Consigne 1 - Dans les enregistrements, remplace « mask » par « outline » dans le passage qui va de la ligne contenant « the blurred background? » jusqu'à la fin. Redonne ce passage sans rien changer d'autre.

Extrait du texte -

* * *

Visage(s) du cinéma italien : 67- Pupi Avati
La maison aux fenêtres qui rient (1976) de Pupi Avati avec Lino Capolicchio, Francesca Marciano
Pupi Avati est une personnalité curieuse au sein du cinéma italien. Auteur d’une œuvre considérable, il continue de tourner à plus de 85 ans (en 2023 sortait La quattordicesima domenica del tempo ordinario, marquant le retour de notre chère Edwige Fenech en vedette) mais très peu de ses films ont traversé les frontières et rares sont ceux à avoir été distribués en France (je me souviens néanmoins – même si je ne l’ai pas vu - de son Histoire de garçons et de filles sorti en 1990i).
Parallèlement, le metteur en scène a vu sa réputation grandir du côté des amateurs de cinéma fantastique grâce à deux titres : Zeder (réalisé en 1983) et cette Maison aux fenêtres qui rient, qui a bénéficié du regain d’intérêt pour le « giallo » en France (même si le film ne me paraît pas entièrement entrer dans le cadre du filon). On notera d’ailleurs que si Pupi Avati ne s’est jamais spécialisé dans le genre fantastico-horrifique, il y revient cependant de manière régulière (encore très récemment, il réalisait Il Signor Diavolo).
L’aura de La maison aux fenêtres qui rient peut surprendre tant le film évite la surenchère spectaculaire. Si on excepte la fin, assez violente, l’amateur de sensations fortes devra se contenter d’un seul meurtre (un homme jeté d’une fenêtre), ce qui est assez peu pour un récit mêlant intrigue policière et éléments fantastiques. Cela dit, ce n’est évidemment pas un reproche.

* * *

Données à traiter -

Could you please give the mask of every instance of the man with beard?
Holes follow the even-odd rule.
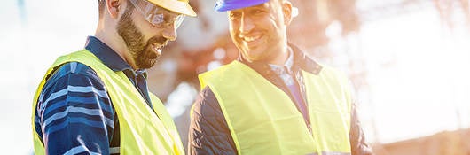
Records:
[[[371,154],[347,78],[291,43],[288,0],[218,0],[240,57],[200,75],[190,154]]]
[[[33,104],[35,154],[184,154],[175,124],[147,89],[188,0],[99,0],[95,36],[59,57]]]

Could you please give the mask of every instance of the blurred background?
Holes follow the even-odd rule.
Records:
[[[366,141],[378,155],[470,154],[468,0],[291,0],[290,42],[347,73]],[[149,70],[186,146],[197,74],[238,57],[215,0],[191,0],[178,39]],[[82,50],[97,1],[3,0],[1,154],[32,154],[31,101],[45,70]]]

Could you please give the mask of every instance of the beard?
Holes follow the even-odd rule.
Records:
[[[157,62],[161,55],[156,52],[153,44],[163,45],[168,40],[162,36],[155,36],[144,41],[144,34],[137,29],[131,19],[132,8],[127,7],[117,26],[117,32],[124,40],[128,50],[137,66],[137,69],[147,69]]]

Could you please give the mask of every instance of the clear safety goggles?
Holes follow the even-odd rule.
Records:
[[[176,29],[184,19],[184,15],[168,11],[146,0],[129,1],[144,15],[145,20],[158,28],[175,27]]]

* * *

Consigne 2 - Recopie mot pour mot le passage du texte sur Pupi Avati qui commence par « L’aura de La » et se termine par « pas un reproche. ».

Solution 1 -
Could you please give the outline of every instance of the blurred background?
Holes follow the even-odd rule.
Records:
[[[366,141],[378,155],[470,154],[468,0],[291,0],[290,42],[347,73]],[[149,70],[186,146],[197,74],[238,57],[215,0],[191,0],[178,39]],[[82,50],[97,1],[3,0],[1,154],[32,154],[31,101],[45,70]]]

Could you please give the outline of every instance of the beard?
Holes follow the even-odd rule.
Records:
[[[157,62],[161,55],[156,52],[153,44],[163,45],[168,40],[162,36],[155,36],[144,41],[144,34],[137,29],[131,19],[132,8],[127,7],[117,26],[117,32],[124,40],[128,50],[137,66],[137,69],[147,69]]]

Could you please give the outline of every instance of the clear safety goggles?
Holes follow the even-odd rule.
Records:
[[[176,29],[184,19],[184,15],[168,11],[146,0],[129,1],[144,15],[145,20],[158,28],[175,27]]]

Solution 2 -
L’aura de La maison aux fenêtres qui rient peut surprendre tant le film évite la surenchère spectaculaire. Si on excepte la fin, assez violente, l’amateur de sensations fortes devra se contenter d’un seul meurtre (un homme jeté d’une fenêtre), ce qui est assez peu pour un récit mêlant intrigue policière et éléments fantastiques. Cela dit, ce n’est évidemment pas un reproche.